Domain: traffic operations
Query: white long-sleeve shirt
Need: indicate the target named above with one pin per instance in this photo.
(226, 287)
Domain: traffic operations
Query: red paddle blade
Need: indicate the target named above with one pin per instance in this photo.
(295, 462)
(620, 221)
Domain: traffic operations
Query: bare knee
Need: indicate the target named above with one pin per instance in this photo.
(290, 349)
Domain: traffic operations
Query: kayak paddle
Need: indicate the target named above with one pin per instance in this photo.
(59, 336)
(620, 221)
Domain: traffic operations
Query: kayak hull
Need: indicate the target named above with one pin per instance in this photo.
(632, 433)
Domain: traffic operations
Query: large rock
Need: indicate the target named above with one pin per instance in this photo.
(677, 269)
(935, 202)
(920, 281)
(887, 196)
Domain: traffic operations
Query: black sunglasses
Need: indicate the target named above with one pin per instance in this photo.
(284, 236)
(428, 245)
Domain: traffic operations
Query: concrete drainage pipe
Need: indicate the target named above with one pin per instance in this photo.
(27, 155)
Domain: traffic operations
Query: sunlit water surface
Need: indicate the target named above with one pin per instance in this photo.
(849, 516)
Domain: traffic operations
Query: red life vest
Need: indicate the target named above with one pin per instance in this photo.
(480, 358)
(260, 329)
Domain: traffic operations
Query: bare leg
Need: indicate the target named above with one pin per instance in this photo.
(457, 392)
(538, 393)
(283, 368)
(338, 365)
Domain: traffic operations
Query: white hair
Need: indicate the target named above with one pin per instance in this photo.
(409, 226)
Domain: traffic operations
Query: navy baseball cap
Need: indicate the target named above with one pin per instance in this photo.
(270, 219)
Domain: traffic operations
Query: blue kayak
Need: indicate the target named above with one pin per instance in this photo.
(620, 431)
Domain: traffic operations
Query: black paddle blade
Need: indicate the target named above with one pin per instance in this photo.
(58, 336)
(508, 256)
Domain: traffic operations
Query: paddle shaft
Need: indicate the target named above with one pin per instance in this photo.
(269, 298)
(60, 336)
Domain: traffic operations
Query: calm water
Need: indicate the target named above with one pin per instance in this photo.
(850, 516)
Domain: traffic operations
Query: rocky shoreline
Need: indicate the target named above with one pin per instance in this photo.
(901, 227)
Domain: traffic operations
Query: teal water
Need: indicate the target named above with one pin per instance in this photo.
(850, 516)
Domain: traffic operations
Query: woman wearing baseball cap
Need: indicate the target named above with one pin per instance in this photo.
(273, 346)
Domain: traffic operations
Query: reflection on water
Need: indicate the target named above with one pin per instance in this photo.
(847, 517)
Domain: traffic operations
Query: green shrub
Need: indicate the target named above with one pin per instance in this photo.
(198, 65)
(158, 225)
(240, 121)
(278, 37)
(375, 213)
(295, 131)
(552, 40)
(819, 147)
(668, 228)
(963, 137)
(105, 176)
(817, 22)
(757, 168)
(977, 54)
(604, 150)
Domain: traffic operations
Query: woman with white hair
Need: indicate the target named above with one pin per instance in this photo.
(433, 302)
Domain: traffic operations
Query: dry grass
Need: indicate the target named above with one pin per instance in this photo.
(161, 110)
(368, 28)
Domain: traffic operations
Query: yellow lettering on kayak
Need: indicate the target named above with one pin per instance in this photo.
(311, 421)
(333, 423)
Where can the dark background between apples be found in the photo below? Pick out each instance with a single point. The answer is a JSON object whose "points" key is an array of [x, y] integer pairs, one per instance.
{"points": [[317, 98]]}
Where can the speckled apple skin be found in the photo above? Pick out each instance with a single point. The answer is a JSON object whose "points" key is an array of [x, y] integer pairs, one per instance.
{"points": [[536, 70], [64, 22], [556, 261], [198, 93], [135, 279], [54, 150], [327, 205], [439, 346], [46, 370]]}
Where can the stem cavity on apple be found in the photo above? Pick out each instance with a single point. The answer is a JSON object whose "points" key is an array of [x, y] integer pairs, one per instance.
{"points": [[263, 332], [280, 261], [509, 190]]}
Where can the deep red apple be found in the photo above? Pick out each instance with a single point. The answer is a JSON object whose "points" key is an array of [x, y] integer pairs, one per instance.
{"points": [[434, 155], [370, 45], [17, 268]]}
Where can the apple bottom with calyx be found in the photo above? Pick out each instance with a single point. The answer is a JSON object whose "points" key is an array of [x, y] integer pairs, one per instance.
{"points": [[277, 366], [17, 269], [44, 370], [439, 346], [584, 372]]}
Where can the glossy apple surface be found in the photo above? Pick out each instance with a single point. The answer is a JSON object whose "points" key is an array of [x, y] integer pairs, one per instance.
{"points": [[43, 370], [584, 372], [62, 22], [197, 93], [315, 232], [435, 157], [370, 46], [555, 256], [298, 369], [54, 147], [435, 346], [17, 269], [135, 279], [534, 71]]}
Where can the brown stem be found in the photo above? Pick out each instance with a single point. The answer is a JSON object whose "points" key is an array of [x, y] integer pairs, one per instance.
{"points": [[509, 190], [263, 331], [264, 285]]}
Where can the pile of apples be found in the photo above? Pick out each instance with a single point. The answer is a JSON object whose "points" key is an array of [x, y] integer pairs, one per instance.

**Do this**
Write out every record shown above, word for word.

**Complete answer**
Domain: traffic operations
Query: white long-sleeve shirt
Need: indicate the target named above with one pin per instance in this photo.
(226, 287)
Domain: traffic operations
Query: red paddle blade
Need: indicate the target named above with one pin per instance in this photo.
(295, 462)
(620, 221)
Domain: traffic operations
Query: bare knee
Need: indicate the target named above with one pin per instance in this photo.
(290, 349)
Domain: traffic operations
Query: kayak paddle
Need: indicate the target named above with one pin per instance in this photo.
(59, 336)
(620, 221)
Domain: traffic operations
Query: kayak hull
Need: indicate the target named above with one pin per instance in this photo.
(632, 433)
Domain: traffic operations
Query: large rock
Need: indicate the target named above with one pin per instance in this photo.
(677, 269)
(935, 202)
(920, 281)
(887, 196)
Domain: traffic operations
Query: black sunglasses
Need: indicate the target named above with one pin per instance in this photo.
(284, 236)
(428, 245)
Domain: traffic operations
Query: concrete drainage pipe
Need: indicate the target named above with one pin per instance in this photo.
(27, 155)
Domain: traffic operations
Query: sunlit water surface
Need: indicate the target named above with one pin per instance in this photo.
(849, 516)
Domain: traffic operations
Query: red life vest
Need: indicate the target named above with one pin per instance in this photo.
(480, 358)
(260, 329)
Domain: traffic operations
Query: bare leg
Need: indicate the target named above with one pin per instance in this photo.
(457, 392)
(538, 393)
(283, 368)
(338, 365)
Domain: traffic operations
Query: white hair
Need: indicate the target named above with one pin per instance in this photo.
(409, 226)
Domain: traffic operations
Query: navy baseball cap
Need: indicate the target named above with one pin per instance in this photo.
(270, 219)
Domain: traffic operations
Query: blue kayak
Need: indicate the target named above with one pin per instance in this photo.
(620, 431)
Domain: traffic operations
Query: black paddle blade
Need: indicate the target named above with one pin per instance in this photo.
(58, 336)
(508, 256)
Domain: traffic operations
Query: paddle shaft
Need: indicate the target named above with one pin per instance in this photo.
(269, 298)
(60, 336)
Domain: traffic operations
Query: calm water
Need: indicate the target named above with one pin per instance in this photo.
(850, 516)
Domain: traffic operations
Query: rocky shoreline
Need: indicate the target named above with one pin per instance in this photo.
(901, 227)
Domain: traffic operations
Query: teal water
Need: indicate the target named above with one pin per instance in this photo.
(850, 516)
Domain: traffic operations
Query: woman wearing baseball cap
Need: indicate the target named above with one pin per instance in this photo.
(273, 346)
Domain: traffic operations
Query: reflection on water
Need: indicate the target named above with one pin per instance in this photo.
(847, 517)
Domain: traffic operations
Query: green shrub
Need: indicate the target named above with one pin per instance in this photo.
(198, 65)
(158, 225)
(240, 121)
(278, 37)
(375, 213)
(295, 131)
(552, 40)
(819, 147)
(668, 228)
(963, 137)
(105, 176)
(817, 22)
(757, 168)
(977, 54)
(604, 150)
Domain: traffic operations
Query: woman with white hair
Need: indicate the target named above with one pin per instance in this photo.
(433, 302)
Domain: traffic operations
Query: dry grass
Need: indicate the target named above with one pin per instance in this photo.
(161, 110)
(368, 28)
Domain: traffic operations
Query: yellow lettering on kayak
Need: indicate the target named above with one pin per instance in this photo.
(311, 421)
(333, 423)
Where can the dark background between apples be found in the photo below? Pick out each instance with a single point. The answer is a JSON object whose "points" key is an array of [x, y] integer pairs, one per instance.
{"points": [[317, 98]]}
Where can the speckled apple skin be found in the photo above? Pick out each instance with a single point. The answer is a JSON object whose "points" key is an array of [x, y] integer pairs, one per instance.
{"points": [[536, 70], [64, 22], [556, 261], [198, 93], [135, 279], [54, 150], [327, 205], [439, 346], [46, 370]]}
Where can the stem cavity on apple be found in the photo above? Pick out each instance with a single point. The answer is a JSON object whose "points" key is an array of [x, y] integer pairs, one per instance.
{"points": [[263, 332], [280, 261], [509, 190]]}
Where can the deep red apple be found in the photo above? Pick out each instance with a single point. The answer is a JSON object whose "points" key is an array of [x, y] integer pairs, one per instance.
{"points": [[434, 155], [370, 45], [17, 268]]}
Where can the apple bottom with calyx be found in the photo above? Pick out each instance with a single point. The answer is a JSON object whose "points" key is an array of [x, y] integer pairs, one per instance.
{"points": [[277, 366], [17, 269], [44, 370], [439, 346], [584, 372]]}
Where can the glossy apple surface be found in the photo above? Pick out each instance with a single point. The answer is a JSON object whose "points" key is an array of [x, y] integer pairs, one per instance.
{"points": [[43, 370], [584, 372], [62, 22], [197, 93], [315, 232], [435, 157], [370, 46], [555, 256], [298, 369], [54, 147], [435, 346], [17, 269], [135, 279], [534, 71]]}
Where can the brown stem be found in the photo above? Pick out each instance with a single point. The answer is a JSON object whose "points" key is an array of [x, y] integer pairs, one per instance.
{"points": [[509, 190], [263, 331], [264, 285]]}
Where can the pile of apples be found in the photo above? Pick out each instance with a single point. The answer is a JSON object whose "points" key is an array of [x, y] integer pairs, one per instance.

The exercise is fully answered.